What is needed: Word for word, restate the line containing "The client would like the grass" and all the lines that come after it in the entries below. Include nothing from before it.

Dataset records:
=== Section Start ===
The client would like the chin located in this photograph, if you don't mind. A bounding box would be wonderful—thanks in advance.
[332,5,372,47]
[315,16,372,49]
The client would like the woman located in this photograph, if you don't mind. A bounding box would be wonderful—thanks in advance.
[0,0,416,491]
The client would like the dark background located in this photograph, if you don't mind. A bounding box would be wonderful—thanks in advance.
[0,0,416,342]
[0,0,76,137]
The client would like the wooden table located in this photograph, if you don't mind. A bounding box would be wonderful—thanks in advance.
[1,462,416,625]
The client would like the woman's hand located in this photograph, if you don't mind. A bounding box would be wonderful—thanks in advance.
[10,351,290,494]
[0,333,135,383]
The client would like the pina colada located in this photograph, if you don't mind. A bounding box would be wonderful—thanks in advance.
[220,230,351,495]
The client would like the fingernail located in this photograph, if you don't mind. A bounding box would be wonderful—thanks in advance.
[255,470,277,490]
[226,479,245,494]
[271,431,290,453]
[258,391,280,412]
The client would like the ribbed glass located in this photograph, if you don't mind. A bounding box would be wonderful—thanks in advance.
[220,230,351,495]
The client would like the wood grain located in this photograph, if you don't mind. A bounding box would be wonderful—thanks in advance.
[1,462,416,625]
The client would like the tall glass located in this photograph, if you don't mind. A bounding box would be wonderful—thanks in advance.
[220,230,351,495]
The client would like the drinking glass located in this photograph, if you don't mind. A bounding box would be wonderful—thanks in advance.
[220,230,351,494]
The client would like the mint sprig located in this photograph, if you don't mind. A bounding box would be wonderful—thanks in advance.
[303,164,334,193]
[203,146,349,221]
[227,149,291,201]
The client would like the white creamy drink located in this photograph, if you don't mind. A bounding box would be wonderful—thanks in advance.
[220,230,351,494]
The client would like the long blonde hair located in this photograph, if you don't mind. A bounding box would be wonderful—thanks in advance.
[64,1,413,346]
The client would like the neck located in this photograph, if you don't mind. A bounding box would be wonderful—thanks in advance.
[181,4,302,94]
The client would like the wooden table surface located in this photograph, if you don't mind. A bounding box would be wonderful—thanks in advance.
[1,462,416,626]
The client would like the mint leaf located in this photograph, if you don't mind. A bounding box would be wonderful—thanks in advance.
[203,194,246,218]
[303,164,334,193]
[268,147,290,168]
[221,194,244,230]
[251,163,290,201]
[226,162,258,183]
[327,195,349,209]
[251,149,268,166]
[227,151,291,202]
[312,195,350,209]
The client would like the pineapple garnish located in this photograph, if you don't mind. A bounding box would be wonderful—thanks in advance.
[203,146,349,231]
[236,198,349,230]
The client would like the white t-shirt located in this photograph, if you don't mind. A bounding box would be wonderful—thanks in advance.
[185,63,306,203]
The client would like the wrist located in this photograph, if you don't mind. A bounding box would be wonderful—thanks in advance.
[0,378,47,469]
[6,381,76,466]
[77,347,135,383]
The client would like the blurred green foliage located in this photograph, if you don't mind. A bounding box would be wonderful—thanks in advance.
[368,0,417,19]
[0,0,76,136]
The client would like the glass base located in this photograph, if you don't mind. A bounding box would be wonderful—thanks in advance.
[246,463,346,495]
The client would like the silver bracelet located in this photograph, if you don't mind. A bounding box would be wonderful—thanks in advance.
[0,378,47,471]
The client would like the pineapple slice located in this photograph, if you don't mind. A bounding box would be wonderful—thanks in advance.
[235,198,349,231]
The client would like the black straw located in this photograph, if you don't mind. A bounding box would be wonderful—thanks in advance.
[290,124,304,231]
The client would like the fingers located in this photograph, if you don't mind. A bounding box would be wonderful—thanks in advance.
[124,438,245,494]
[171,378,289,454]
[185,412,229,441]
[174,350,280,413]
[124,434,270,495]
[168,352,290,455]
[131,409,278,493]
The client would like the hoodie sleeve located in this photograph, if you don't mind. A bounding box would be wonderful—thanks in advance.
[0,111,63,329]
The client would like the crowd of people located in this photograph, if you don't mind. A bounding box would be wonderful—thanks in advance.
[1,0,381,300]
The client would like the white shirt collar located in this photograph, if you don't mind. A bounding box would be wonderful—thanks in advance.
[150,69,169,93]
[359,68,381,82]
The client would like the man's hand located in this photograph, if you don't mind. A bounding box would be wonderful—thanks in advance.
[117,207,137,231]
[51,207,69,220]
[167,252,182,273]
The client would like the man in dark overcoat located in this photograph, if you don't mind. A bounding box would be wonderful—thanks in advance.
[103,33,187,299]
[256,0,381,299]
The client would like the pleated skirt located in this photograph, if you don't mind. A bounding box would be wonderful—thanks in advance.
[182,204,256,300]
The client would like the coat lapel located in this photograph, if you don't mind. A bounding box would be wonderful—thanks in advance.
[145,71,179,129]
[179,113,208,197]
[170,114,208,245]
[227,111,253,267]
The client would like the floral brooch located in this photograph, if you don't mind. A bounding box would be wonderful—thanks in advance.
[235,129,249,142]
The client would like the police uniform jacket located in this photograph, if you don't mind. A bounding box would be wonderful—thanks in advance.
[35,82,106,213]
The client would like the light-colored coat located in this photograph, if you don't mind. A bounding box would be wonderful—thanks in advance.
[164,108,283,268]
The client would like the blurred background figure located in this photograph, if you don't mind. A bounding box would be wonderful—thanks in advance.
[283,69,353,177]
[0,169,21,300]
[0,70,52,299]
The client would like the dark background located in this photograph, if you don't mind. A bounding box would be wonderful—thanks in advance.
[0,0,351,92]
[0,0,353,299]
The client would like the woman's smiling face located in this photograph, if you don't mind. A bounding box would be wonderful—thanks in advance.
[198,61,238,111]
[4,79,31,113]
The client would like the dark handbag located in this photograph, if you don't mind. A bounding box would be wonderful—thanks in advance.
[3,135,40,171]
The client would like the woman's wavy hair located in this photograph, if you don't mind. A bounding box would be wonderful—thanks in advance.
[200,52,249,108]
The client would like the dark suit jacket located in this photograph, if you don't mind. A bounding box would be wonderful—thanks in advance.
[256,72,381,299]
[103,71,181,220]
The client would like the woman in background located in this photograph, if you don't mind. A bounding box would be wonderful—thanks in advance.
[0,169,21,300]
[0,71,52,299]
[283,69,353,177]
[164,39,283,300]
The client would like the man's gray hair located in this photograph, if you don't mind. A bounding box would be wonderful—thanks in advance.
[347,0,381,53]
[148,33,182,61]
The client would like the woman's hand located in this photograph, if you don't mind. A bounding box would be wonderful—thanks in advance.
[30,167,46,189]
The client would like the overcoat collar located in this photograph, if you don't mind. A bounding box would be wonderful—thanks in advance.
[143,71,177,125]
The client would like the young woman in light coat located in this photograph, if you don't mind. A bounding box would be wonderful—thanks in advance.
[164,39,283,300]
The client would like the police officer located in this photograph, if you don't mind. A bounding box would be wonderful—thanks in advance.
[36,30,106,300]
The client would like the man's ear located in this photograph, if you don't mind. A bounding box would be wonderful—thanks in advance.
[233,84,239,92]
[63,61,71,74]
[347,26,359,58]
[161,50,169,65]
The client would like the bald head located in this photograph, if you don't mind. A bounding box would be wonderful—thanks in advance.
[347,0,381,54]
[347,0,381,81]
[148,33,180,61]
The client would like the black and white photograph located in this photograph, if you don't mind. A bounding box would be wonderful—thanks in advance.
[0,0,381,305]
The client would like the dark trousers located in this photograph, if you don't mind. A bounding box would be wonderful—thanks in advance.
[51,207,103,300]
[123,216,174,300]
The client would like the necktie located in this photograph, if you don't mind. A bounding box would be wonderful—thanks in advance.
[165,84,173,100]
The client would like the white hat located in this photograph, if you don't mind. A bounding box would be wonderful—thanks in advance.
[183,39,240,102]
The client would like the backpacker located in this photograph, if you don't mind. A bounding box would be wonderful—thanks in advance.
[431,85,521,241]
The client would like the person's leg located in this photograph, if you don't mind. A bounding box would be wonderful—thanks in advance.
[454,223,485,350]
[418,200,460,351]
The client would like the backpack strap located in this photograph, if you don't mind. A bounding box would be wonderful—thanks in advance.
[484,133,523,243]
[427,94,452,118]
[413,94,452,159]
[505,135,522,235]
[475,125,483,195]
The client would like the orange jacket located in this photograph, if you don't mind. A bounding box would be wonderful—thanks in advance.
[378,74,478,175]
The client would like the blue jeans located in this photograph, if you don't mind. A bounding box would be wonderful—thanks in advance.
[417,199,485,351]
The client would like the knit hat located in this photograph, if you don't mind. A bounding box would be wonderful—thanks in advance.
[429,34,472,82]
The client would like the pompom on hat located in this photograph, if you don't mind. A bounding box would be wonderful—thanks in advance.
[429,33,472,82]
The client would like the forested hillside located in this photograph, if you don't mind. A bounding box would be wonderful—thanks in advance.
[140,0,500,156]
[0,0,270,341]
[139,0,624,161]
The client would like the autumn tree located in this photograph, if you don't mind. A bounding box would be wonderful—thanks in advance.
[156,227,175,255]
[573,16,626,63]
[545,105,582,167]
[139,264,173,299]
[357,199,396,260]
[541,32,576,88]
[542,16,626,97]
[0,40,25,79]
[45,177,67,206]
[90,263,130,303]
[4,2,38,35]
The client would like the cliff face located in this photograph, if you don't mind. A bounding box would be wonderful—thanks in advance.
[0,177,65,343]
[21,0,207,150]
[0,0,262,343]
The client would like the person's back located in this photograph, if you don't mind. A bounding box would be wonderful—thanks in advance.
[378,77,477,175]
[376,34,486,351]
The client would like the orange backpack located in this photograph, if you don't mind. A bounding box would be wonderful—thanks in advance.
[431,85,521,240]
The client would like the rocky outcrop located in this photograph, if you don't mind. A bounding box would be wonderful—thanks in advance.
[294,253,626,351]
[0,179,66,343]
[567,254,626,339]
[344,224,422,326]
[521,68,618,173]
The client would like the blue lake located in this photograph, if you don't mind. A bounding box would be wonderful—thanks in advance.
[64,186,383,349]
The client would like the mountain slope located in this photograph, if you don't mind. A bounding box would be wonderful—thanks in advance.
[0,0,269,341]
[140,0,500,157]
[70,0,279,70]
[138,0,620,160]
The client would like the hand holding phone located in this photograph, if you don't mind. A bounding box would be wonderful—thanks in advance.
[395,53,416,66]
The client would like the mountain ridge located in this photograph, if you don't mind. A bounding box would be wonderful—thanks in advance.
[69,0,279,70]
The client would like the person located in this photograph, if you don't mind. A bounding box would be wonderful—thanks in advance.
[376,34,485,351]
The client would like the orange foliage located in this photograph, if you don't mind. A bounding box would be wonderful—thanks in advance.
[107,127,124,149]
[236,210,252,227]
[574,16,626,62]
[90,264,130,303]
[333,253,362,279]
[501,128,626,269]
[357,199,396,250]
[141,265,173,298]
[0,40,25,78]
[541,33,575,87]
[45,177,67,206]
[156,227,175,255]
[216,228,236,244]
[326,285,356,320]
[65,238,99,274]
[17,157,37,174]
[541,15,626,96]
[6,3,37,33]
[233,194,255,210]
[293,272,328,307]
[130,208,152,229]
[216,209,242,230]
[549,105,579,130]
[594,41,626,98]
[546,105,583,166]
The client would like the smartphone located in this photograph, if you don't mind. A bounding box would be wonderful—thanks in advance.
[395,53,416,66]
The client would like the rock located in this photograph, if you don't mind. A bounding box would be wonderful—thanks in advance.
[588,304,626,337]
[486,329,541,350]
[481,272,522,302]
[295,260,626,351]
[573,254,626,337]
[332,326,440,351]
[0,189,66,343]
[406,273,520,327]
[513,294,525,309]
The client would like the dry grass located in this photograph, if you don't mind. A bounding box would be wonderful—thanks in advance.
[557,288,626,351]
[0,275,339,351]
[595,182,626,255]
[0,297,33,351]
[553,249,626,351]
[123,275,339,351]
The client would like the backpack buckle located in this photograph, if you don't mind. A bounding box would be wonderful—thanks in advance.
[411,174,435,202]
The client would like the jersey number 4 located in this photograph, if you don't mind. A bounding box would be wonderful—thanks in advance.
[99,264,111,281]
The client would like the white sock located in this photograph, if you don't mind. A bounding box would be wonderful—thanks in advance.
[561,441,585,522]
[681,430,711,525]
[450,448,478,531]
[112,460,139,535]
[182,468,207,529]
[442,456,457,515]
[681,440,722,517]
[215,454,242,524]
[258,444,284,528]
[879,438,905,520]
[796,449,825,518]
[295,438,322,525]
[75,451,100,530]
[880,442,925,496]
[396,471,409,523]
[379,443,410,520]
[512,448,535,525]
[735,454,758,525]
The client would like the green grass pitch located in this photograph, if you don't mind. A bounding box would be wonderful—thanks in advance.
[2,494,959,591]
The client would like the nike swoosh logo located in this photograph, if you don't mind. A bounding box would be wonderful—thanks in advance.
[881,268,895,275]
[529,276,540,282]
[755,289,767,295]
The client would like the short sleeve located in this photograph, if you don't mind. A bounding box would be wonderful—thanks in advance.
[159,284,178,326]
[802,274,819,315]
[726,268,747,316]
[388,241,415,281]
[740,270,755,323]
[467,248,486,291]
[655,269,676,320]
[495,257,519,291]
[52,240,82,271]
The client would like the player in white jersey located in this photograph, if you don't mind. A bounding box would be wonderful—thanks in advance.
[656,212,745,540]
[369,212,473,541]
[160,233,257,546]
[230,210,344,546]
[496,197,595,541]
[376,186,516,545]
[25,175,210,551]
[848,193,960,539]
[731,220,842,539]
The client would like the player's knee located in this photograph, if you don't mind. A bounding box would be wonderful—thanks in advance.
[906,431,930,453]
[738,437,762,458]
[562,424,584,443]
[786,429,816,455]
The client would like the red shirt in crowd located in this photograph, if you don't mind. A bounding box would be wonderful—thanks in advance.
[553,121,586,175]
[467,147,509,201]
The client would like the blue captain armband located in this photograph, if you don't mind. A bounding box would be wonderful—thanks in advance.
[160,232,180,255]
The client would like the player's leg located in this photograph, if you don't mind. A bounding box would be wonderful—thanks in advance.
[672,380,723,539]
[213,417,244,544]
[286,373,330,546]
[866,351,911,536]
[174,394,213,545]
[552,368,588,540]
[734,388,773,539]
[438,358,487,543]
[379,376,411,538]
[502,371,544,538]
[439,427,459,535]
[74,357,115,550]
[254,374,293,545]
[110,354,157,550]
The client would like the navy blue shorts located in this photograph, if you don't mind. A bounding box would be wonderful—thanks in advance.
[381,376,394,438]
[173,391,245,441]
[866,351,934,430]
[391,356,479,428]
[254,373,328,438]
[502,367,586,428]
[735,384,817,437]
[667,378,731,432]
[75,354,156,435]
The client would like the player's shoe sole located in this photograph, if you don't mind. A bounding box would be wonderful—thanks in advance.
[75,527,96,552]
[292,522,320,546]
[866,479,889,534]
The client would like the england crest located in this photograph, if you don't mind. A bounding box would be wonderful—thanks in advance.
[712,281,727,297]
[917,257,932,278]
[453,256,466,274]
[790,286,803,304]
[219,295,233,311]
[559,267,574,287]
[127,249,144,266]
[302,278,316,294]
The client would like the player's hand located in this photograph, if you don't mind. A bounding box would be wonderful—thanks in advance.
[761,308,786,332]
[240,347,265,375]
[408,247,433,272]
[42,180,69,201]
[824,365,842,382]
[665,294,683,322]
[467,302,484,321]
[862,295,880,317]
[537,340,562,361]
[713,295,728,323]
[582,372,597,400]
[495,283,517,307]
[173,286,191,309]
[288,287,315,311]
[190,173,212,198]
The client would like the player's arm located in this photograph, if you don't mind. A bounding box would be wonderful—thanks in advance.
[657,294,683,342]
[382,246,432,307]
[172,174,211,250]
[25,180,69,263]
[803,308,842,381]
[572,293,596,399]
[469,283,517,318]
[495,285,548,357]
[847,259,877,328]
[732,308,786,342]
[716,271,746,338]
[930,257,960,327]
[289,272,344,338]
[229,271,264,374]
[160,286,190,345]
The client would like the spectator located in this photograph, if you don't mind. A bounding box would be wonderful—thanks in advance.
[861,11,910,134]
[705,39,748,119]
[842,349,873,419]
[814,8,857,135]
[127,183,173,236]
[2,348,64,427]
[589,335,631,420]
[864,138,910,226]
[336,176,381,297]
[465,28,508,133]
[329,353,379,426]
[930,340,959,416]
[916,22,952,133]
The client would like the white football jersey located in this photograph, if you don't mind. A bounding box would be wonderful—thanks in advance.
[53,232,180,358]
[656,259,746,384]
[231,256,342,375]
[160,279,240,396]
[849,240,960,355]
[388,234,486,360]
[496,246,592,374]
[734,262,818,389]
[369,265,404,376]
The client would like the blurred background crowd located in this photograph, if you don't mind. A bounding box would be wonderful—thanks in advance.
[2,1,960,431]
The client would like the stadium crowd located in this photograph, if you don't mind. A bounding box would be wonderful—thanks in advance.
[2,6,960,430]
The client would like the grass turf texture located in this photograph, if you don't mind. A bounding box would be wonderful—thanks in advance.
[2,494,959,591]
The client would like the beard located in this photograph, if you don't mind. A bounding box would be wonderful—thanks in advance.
=== Section End ===
Output of the exercise:
The client would like the grass turf texture located in this photograph, if you don't mind. A bounding box would be wonderful—thanks in advance.
[2,494,959,591]
The client would like the beard located in this photograph, if you don't mind. A bounding box would be wonderful—thanks in advance.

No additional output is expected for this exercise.